_Exercise aim_
All the data should be transcribed exactly, with every line kept.

(Material shown begins)

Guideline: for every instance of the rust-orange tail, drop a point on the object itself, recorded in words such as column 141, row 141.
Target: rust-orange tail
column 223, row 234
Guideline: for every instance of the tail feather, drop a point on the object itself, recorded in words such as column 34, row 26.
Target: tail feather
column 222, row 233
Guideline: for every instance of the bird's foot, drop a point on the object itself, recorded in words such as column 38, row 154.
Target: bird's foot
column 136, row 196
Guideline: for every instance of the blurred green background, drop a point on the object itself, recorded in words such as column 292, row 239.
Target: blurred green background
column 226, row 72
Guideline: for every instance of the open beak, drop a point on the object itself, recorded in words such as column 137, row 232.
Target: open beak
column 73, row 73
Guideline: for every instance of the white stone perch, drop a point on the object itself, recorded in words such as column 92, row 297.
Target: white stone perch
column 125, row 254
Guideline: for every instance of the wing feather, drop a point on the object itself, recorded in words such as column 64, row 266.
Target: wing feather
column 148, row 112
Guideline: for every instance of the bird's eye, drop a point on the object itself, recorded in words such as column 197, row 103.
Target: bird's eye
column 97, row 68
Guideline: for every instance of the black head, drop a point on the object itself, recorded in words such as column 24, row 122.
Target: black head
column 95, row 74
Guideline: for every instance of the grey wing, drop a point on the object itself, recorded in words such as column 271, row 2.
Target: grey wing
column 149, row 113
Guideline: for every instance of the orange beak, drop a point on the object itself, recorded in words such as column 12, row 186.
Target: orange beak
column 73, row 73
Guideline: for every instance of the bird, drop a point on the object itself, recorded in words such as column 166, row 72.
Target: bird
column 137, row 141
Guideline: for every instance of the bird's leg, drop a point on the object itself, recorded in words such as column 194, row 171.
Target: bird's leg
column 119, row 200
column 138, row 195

(Material shown ends)

_Result of the task_
Guideline: for every instance of the rust-orange tail, drop a point on the object itself, recorded in words such as column 141, row 141.
Target: rust-orange tail
column 223, row 234
Guideline: for every instance of the tail feather, drop a point on the object itself, recorded in words such as column 34, row 26.
Target: tail feather
column 222, row 233
Guideline: for every instance of the bird's foot, drop a point on the object itself, recorded in words such as column 38, row 154.
Target: bird's foot
column 136, row 196
Guideline: for every instance of the blurred green background, drop a point on the object itself, recorded in words such as column 292, row 239.
Target: blurred green background
column 226, row 72
Guideline: for every instance of the open beak, drop a point on the object itself, recorded in words such as column 137, row 232.
Target: open beak
column 73, row 73
Guideline: for every instance of the white stone perch, drop a point on the object itself, recorded in words such as column 92, row 297.
Target: white stone perch
column 125, row 254
Guideline: for every instance of the wing feather, drop a point on the object itself, recorded in words such as column 64, row 266.
Target: wing feather
column 148, row 112
Guideline: for every instance of the bird's eye, drop a point on the object itself, recorded in words such as column 197, row 103.
Target: bird's eye
column 97, row 68
Guideline: for every instance of the black head, drop a point on the object itself, recorded in words such as column 24, row 122.
Target: black head
column 95, row 74
Guideline: for every instance of the grey wing, drop a point on the object itself, recorded in words such as column 271, row 2.
Target: grey wing
column 149, row 113
Guideline: for every instance of the orange beak, drop a point on the object itself, recorded in words such as column 12, row 186.
Target: orange beak
column 73, row 73
Guideline: for every instance of the bird, drop a point on the object itself, recorded in words such as column 166, row 72.
Target: bird
column 137, row 141
Guideline: for every instance of the bird's leg, drop a point on the object itself, recorded in words such as column 194, row 171.
Target: bird's leg
column 119, row 200
column 138, row 195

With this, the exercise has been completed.